Sharpe Ratio (SR): Measure risk-adjusted return using the portfolio’s excess return over risk-free rate per unit of volatility risk.

\[\mathrm{SR}=\frac{\mathrm{APY}-R^f}{\sigma_n},\]

where \(R^f = 0.04\) is the annualized risk-free rate and \(\sigma_n\) denotes the annualized standard deviation of portfolio daily returns.

Parameters:

daily_returns (ndarray) – Daily return sequence.
annual_percentage_yield (float) – Annual Percentage Yield.

Returns:

Sharpe Ratio.

Return type:

float

calculate_transaction_costs_wealth(portfolios, labels)[source]¶

Transaction Costs-Adjusted Cumulative Wealth (TCW): Apply proportional transaction costs to the raw Cumulative Wealth equation based on rebalancing.

\[\mathrm{TCW} = S_0 \prod_{t=1}^n\left[\left(\mathbf{b}_t^{\top} \mathbf{x}_t\right) \times\left(1-\frac{c}{2} \times \left\|\mathbf{b}_t-\hat{\mathbf{b}}_{t-1}\right\|_1\right)\right],\]

where \(S_0\) is the initial cumulative wealth, \(\mathbf{b}_t\) is the portfolio vector and \(\mathbf{x}_t\) is the price relative vector in period \(t\). \(c \in (0,1)\) is the transaction costs rate.

Parameters:

portfolios – Portfolio sequence.
labels – Price relative sequence.

Returns:

Tuple containing daily turnover and transaction costs-adjusted cumulative wealth.

Return type:

Tuple[ndarray, Series]

calculate_volatility_risk(daily_returns)[source]¶

Volatility Risk (VR): Calculate the annualized standard deviation \(\sigma_n\) of daily portfolio returns, indicating return fluctuation risk.

Parameters:: daily_returns – Daily return sequence.
Returns:: Volatility Risk.
Return type:: float

## Goal of the exercise
Reproduce the passage from the portfolio metrics documentation word for word, beginning at "Sharpe Ratio (SR): Measure" and stopping after "portfolio daily returns.".

## Information supplied
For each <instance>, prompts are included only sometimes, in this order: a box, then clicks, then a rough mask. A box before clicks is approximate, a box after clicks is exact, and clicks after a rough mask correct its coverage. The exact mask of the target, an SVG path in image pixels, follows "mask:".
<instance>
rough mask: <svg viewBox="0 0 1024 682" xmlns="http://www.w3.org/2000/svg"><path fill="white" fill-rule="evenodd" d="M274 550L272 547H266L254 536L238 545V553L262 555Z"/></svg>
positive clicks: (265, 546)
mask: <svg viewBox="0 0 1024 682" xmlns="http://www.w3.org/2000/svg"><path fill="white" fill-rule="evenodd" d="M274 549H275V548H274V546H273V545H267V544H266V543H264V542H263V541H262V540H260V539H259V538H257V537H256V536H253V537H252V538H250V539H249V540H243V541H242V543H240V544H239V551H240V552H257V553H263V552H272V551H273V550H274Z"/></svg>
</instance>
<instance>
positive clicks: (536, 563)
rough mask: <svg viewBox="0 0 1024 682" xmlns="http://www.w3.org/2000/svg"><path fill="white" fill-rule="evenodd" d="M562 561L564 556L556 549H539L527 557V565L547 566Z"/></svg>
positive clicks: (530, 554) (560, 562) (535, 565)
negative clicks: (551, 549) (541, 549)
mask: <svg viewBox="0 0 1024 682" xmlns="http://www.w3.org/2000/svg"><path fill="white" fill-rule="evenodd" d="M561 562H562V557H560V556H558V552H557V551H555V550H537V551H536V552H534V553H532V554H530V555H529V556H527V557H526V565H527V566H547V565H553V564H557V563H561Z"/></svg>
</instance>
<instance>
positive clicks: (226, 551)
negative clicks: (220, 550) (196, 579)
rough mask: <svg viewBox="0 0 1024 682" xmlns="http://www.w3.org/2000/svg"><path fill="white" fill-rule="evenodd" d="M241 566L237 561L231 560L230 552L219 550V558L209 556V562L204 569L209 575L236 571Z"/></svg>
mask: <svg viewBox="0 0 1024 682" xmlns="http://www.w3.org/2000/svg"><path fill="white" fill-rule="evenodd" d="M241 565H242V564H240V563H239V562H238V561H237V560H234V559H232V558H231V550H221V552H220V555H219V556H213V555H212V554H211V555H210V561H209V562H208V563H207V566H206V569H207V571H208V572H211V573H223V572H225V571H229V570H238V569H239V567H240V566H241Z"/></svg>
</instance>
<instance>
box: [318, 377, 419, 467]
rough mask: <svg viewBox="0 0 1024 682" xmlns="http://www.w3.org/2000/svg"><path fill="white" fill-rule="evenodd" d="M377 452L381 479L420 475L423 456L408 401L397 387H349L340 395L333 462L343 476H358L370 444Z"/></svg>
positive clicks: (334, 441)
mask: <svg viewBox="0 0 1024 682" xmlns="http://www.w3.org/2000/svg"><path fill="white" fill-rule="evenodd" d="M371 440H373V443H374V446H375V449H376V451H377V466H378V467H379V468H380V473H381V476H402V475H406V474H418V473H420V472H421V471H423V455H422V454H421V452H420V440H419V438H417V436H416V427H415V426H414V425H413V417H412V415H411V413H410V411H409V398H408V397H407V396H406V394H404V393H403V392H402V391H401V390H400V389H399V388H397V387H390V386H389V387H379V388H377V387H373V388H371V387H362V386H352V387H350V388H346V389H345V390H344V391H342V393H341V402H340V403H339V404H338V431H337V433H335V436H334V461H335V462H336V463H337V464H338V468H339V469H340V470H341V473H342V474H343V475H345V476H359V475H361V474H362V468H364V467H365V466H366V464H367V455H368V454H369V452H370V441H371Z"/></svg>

## Task response
Sharpe Ratio (SR): Measure risk-adjusted return using the portfolio’s excess return over risk-free rate per unit of volatility risk.

\[\mathrm{SR}=\frac{\mathrm{APY}-R^f}{\sigma_n},\]

where \(R^f = 0.04\) is the annualized risk-free rate and \(\sigma_n\) denotes the annualized standard deviation of portfolio daily returns.